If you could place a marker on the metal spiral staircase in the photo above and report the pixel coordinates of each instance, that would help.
---
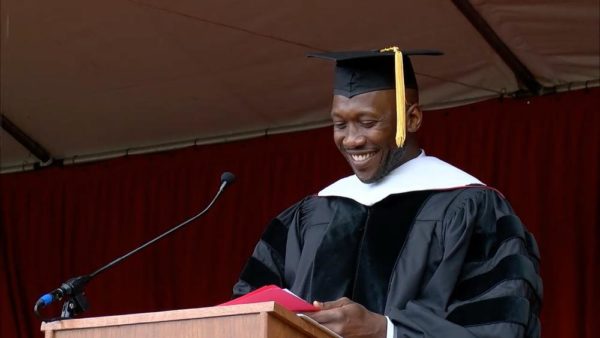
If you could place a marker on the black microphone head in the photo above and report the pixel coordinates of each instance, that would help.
...
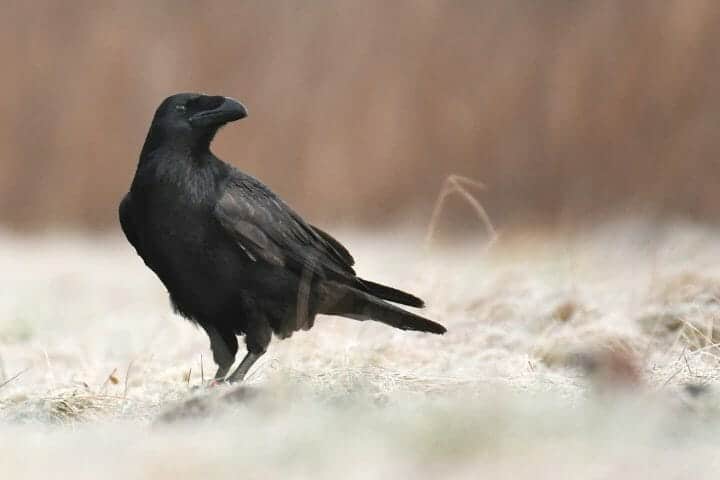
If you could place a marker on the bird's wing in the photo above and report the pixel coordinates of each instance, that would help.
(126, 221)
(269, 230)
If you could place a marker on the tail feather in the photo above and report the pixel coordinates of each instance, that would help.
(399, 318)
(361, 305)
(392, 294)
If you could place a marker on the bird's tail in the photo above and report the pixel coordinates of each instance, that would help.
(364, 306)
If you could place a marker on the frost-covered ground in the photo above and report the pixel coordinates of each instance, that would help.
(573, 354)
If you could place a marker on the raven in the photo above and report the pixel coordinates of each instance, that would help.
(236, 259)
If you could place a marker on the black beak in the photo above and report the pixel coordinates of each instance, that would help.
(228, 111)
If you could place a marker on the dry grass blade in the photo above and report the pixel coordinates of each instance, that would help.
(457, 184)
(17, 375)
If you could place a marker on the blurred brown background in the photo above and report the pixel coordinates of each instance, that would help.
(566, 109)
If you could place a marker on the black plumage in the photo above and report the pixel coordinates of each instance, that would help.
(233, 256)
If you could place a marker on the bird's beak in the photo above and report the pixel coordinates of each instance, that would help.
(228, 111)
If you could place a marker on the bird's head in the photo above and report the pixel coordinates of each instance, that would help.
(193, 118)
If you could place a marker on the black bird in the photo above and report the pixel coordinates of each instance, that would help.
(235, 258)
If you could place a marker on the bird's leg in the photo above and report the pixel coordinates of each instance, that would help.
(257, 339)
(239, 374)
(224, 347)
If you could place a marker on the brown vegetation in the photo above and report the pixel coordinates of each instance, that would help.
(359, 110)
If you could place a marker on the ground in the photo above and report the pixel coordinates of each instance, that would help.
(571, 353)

### [Wymagania zadania]
Wybierz z powyższych wpisów każdy wiersz zawierający ciąg „head” i przepisz go w całości. Wielkość liter ma znaczenie.

### [Pełna odpowiedź]
If you could place a marker on the black microphone head in the photo above and report the pixel coordinates of each instance, that would help.
If you could place a marker on the bird's head in the photo above and report the pixel coordinates of each instance, that would help.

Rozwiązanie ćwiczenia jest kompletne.